13. Define pure banking? Explain Pure banking system with some of its advantage and disadvantages.

Ans: Under pure Banking, the commercial banks give only short-term loans to industry, trade, and commerce. Pure Banking specializes in search advertised and contingent assignment for the front office of investment banking. Pure banking has established a strong market position recruiting for niche and highly complex structured products, derivatives and structured finance led areas within the leading investment and universal banks.

Pure banking has established the following credentials:

Strong, loyal and successful relationship with MDs in the premier investment and universal banks; this has be coupled with goods working relationship with human resources.

At present, pure banking has a strong market position as it has become successful for utilizing the banking resources to a great extent. Pure banking helps for the development of industries by help of investment banking because as financiers, the investment banking provide long term funds to business and industry, and also undertake the responsibility of selling shares and debentures of the corporation to the general public for commission. So, pure banking has built up a steady and continuous business base through investment banking.

Because of the above mentioned functions, pure banking has become successful in the present competitive market.

Following are the important advantages of pure banking which are mentioned below:

(a) Pure banking has stratified all the credit requirements.

(b) Pure Banking has successfully utilized the banking resources for the development of industries.

(c) Industries can mobilize greater finance resources through these banks.

(d) Pure Banking guides the general public regarding investment and other related matters.

(e) The bank provides expert guidance and advice to industries from time to time.

(f) The bank also maintains direct relationship with industries for the further development of the projects.

(g) Pure Banking also promotes rapid industrial development through investment banking.

Despite of having all these advantages, pure-banking suffers some major disadvantages which are mentioned below:


(a) There is the threat to stability of banks. The stability of the bank may be affected if the prices of securities in which banks have invested depreciate.

(b) Liquidity of banks may be affected, it the securities are not traded in the market.

(c) There is the every possibility of engaging in speculative business.

(d) Another limitation is that, there is the scope for over lending.

Though the system of pure banking is conductive to the maintenance of liquidity in bank’s resources, yet it cannot be considered a desirable system because it makes no provision to meet the long term requirements of industries. If the commercial banks do not make long-term loans to industries, the industrial development of the economy is bound to suffer a serious set-back. Thus, from the point of view of industrial development, the system of pure banking is neither desirable nor helpful.

However, after second world war, many underdeveloped countries show much interest on this banking system. In recent years also, there has been a favorable tread towards Pure banking because of increase in the volume of deposits and increase in the time deposits etc.

14. What are the opportunity and Prospect of wholesale banking in India? Briefly point out the fundamental tends for Wholesale Banking.

Ans: The enhanced role of the banking sector in the Indian economy, the increasing levels of deregulation alone with the increasing levels of competition have facilitated globalization of the Indian banking system and Placed numerous demands on banks. Operating in this demanding environment has exposed banks to various challenges.

→ WHAT IS EXPECTED
List every disadvantage of pure banking that the text about pure banking gives. Rely only on the text about pure banking for this work.

→ ROWS
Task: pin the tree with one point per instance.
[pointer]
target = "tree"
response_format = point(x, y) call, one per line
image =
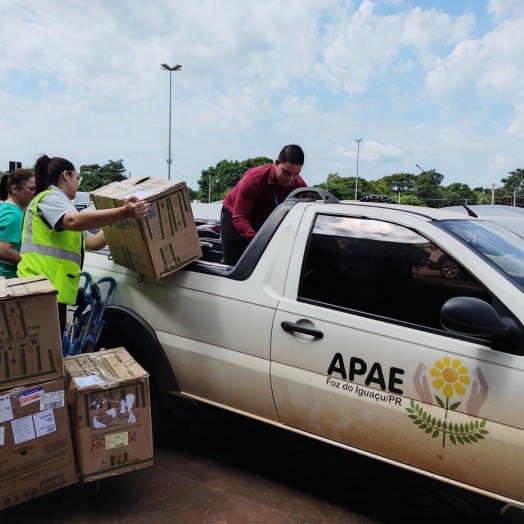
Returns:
point(458, 193)
point(216, 182)
point(95, 176)
point(192, 194)
point(400, 182)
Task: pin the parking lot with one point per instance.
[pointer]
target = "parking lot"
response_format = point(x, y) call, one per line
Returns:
point(218, 468)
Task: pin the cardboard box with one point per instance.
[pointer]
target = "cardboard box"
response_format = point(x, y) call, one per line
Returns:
point(30, 338)
point(36, 450)
point(159, 244)
point(110, 411)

→ SOLUTION TO THIS EXERCISE
- A threat to the stability of banks, since stability may be affected if the prices of securities in which banks have invested depreciate.
- Liquidity of banks may be affected if the securities are not traded in the market.
- Every possibility of engaging in speculative business.
- Scope for over lending.